**Work instruction**
The records that follow are to be given again exactly.

Stored items
◆ ◆ ◆
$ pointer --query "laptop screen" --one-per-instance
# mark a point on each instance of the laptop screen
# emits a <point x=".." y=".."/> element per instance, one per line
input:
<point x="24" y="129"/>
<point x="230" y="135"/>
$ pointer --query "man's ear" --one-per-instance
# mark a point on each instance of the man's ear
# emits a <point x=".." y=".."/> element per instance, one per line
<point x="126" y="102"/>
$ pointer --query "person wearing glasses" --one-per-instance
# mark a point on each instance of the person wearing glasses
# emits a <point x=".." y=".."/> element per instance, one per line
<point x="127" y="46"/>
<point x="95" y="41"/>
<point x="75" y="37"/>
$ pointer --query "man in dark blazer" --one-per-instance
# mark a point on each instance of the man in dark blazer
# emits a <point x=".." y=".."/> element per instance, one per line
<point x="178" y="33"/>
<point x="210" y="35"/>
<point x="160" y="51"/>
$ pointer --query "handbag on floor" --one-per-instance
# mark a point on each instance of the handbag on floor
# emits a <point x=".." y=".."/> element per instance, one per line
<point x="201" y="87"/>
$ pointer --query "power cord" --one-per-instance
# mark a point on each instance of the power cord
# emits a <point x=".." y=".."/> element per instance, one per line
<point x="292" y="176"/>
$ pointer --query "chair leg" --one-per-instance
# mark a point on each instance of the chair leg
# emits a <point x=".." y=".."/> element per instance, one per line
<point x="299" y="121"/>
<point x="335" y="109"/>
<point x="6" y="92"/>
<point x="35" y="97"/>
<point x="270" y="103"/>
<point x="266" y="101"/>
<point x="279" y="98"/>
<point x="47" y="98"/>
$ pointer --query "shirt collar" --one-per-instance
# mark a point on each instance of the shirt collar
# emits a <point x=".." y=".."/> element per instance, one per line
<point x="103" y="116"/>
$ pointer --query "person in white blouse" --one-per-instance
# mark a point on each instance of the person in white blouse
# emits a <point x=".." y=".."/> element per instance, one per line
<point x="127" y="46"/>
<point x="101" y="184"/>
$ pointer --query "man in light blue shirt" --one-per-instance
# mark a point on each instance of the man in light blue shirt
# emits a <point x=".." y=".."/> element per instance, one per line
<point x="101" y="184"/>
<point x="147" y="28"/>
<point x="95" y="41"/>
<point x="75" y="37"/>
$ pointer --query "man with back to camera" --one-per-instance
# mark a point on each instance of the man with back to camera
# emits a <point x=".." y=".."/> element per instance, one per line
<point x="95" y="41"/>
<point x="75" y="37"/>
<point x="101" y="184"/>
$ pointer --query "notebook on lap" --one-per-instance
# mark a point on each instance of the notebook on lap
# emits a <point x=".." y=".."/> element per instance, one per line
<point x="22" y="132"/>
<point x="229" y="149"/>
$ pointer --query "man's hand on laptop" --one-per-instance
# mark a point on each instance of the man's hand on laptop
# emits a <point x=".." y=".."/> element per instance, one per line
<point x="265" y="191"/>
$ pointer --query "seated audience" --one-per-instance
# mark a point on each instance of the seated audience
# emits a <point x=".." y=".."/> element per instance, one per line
◆ ◆ ◆
**Answer to the problem**
$ pointer --query "laptop screen" --one-per-instance
# mark a point on each instance of the laptop screen
# emits a <point x=".." y=".."/> element per instance, one per line
input:
<point x="24" y="129"/>
<point x="230" y="135"/>
$ pointer --query "man's ear" --one-per-instance
# mark a point on each instance of the man's ear
# emits a <point x=".." y=".."/> element per instance, one per line
<point x="126" y="102"/>
$ pointer --query "person wearing glasses" --one-per-instance
# mark a point on each instance of the person wearing glasses
# emits a <point x=".." y=".."/> element per instance, one per line
<point x="127" y="46"/>
<point x="95" y="41"/>
<point x="75" y="37"/>
$ pointer --query "man in dark blazer" --one-per-instance
# mark a point on each instance of the man in dark blazer
# emits a <point x=".." y=".."/> element per instance, one per line
<point x="178" y="33"/>
<point x="210" y="35"/>
<point x="160" y="51"/>
$ pointer --query "handbag on floor" --one-per-instance
# mark a point on each instance of the handbag on floor
# emits a <point x=".." y=".."/> element per instance, one per line
<point x="201" y="87"/>
$ pointer --query "power cord" --one-per-instance
# mark a point on each instance of the power cord
# emits a <point x=".." y=".."/> element per instance, one per line
<point x="292" y="176"/>
$ pointer --query "chair leg" --one-per-instance
# mark a point on each instance of the chair leg
# emits a <point x=".." y=".."/> element per instance, one per line
<point x="299" y="121"/>
<point x="335" y="109"/>
<point x="6" y="92"/>
<point x="35" y="97"/>
<point x="270" y="103"/>
<point x="266" y="101"/>
<point x="279" y="98"/>
<point x="47" y="98"/>
$ pointer --query "shirt collar" --one-per-instance
# mark a point on each instance of the shirt collar
# emits a <point x=".." y=".."/> element per instance, one per line
<point x="103" y="116"/>
$ pointer --query "person in white blouse" --one-per-instance
# mark a point on each instance of the person in white blouse
# emits a <point x=".." y=".."/> element per instance, one per line
<point x="127" y="46"/>
<point x="101" y="184"/>
$ pointer --query "man in light blue shirt" --one-per-instance
# mark a point on each instance of the man in light blue shirt
# emits a <point x=".." y=".."/> element per instance, one per line
<point x="101" y="184"/>
<point x="147" y="28"/>
<point x="95" y="41"/>
<point x="75" y="37"/>
$ pointer --query "man with back to camera" --one-per-instance
# mark a point on each instance of the man with back to camera
# emits a <point x=".." y=".."/> element per instance, one per line
<point x="95" y="41"/>
<point x="75" y="37"/>
<point x="101" y="184"/>
$ pointer --query "notebook on lap" --one-per-instance
# mark a point on each instance of the notebook on lap
# emits a <point x=".." y=".."/> element per instance, one per line
<point x="22" y="132"/>
<point x="229" y="149"/>
$ pointer --query "man's hand on laptop" --one-per-instance
# mark a point on each instance of the man's hand on laptop
# emits a <point x=".." y=".."/> element per instance, one per line
<point x="265" y="191"/>
$ pointer --query "seated audience" --one-per-instance
# mark a point on each instance of the seated audience
# emits a <point x=".." y=".."/> element per instance, one per line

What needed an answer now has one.